**Page text:**

APPENDIX 15
Memorandum submitted by the Food and Drink
Federation (S 23)
The introduction of GM crops and food ingredients
has caused considerable problems in the marketplace. The EU regulatory
system has consistently lagged behind market developments and
has not carried with it the necessary consumer confidence and
support. The regulatory system must be seen to be transparent
and adaptable to changing circumstances.
The EU must make further urgent reform to develop
a more market orientated CAP that will allow the EU to meet the
challenges of the next WTO round and even more importantly the
last GATT round.
INTRODUCTION
The Food and Drink Federation (FDF) welcomes
that the terms of reference of this inquiry which referred specifically
to agriculture have been extended by the Committee. The scope
of the inquiry now includes the food industry which is clearly
affected by the WTO process.
FDF has limited itself to comment on restrictions
on trade in GM foodstuffs within the committee's original terms
of reference. FDF has also taken the opportunity to raise the
issue of export refunds and to ensure that the committee is aware
of FDF's priorities for the upcoming WTO negotiations.
Our Federation represents the interests of UK
food and drink manufacturers, the UK's largest manufacturing sector
(employing 11 per cent of manufacturing employees). As agriculture
(together with services) remains firmly on the WTO negotiating
agenda our sector has a significant interest in the upcoming WTO
negotiations not least as our members buy 70 per cent of the UK's
agricultural produce.
We were disappointed by the failure of the Seattle
Ministerial. We believe that it is essential that progress towards
the re-start of a WTO round of negotiations begins urgently. Whilst
we still hope that the mandated negotiations on agriculture and
services will start soon as scheduled, without an agreed scope
or timetable we believe little progress can be expected without
agriculture being encompassed in a wider agenda that allows trade-offs
in unrelated sectors. (Our position paper for the WTO negotiations
is attached.)
RESTRICTIONS ON
TRADE IN
GMO FOODSTUFFS(i) The market
and GMOs
The introduction of GM crops and food ingredients
has caused considerable problems in the marketplace. The EU regulatory
system has consistently lagged behind market developments and
has not carried with it the necessary consumer confidence and
support.
The regulatory system must be seen to be transparent
and adaptable to changing circumstances. Restrictions on trade
in GMOs, other than in advance of authorisation, risk depriving
the market of a valuable set of raw materials. FDF welcomes measures
to streamline the authorisation process between the US and the
EU.
Any restrictions on trade in GMO foods should
be on safety grounds only: all such foods or crops should go through
a rigorous and transparent authorisation process which examines
all potential safety issues, based on the latest scientific advice.
Once crops or food ingredients are authorised the market will
determine whether there is demand for them or not. Where customers
do not want GMO crops or food ingredients where these are present
as part of the normal commodity stream, the market can implement
identity-preserved streams of product, although not without incurring
additional costs. Consumers will be informed of their presence
via labelling requirements.
While members of FDF are fully aware of consumer
antagonism to GMO crops at present, FDF sees no long-term reason
to permanently raise the costs of the UK industry compared with
counterparts elsewhere. Consumer choice is a changing expression
and the market can adapt far quicker than the regulatory system.

**To be done:**
A. Condense the paragraph of the memorandum that begins "Our Federation represents the interests of UK food and drink manufacturers" into one or two shorter sentences that keep its main facts.
B. Find each line in the records that contains the word "mask" and copy those lines.

(Stored records)
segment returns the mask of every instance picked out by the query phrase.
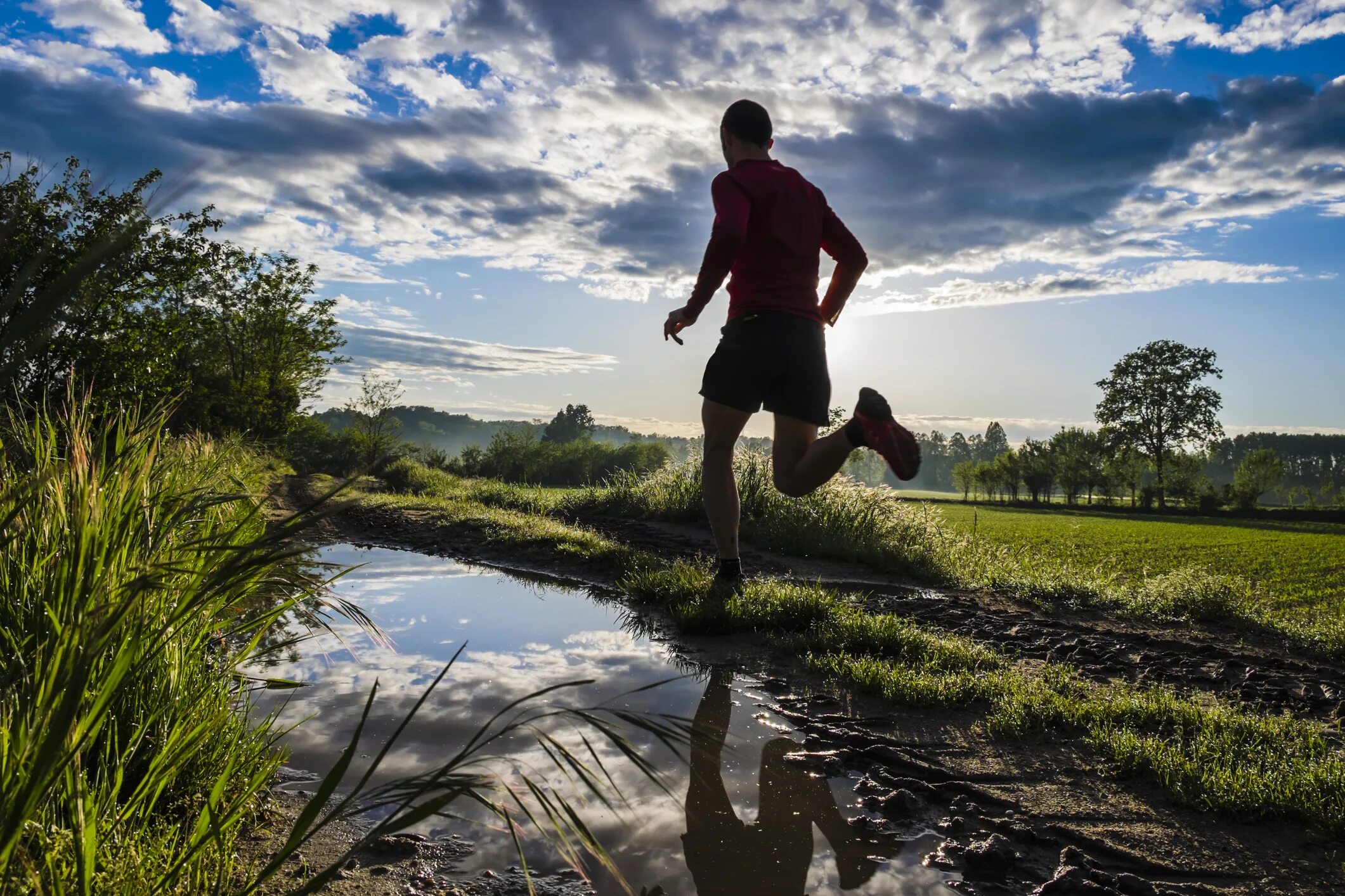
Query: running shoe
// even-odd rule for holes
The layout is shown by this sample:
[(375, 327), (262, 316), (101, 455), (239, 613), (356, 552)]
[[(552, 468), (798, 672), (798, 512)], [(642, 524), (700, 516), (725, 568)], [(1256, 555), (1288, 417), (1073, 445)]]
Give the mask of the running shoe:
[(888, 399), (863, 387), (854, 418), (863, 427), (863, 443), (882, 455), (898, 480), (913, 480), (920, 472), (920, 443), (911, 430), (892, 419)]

**Solutions for each task:**
A. The Federation speaks for UK food and drink manufacturers, the country's largest manufacturing sector, which employs 11 percent of manufacturing workers. Because agriculture and services remain on the WTO negotiating agenda and its members buy 70 percent of UK agricultural produce, the sector has a significant stake in the coming WTO negotiations.

B.
segment returns the mask of every instance picked out by the query phrase.
Give the mask of the running shoe:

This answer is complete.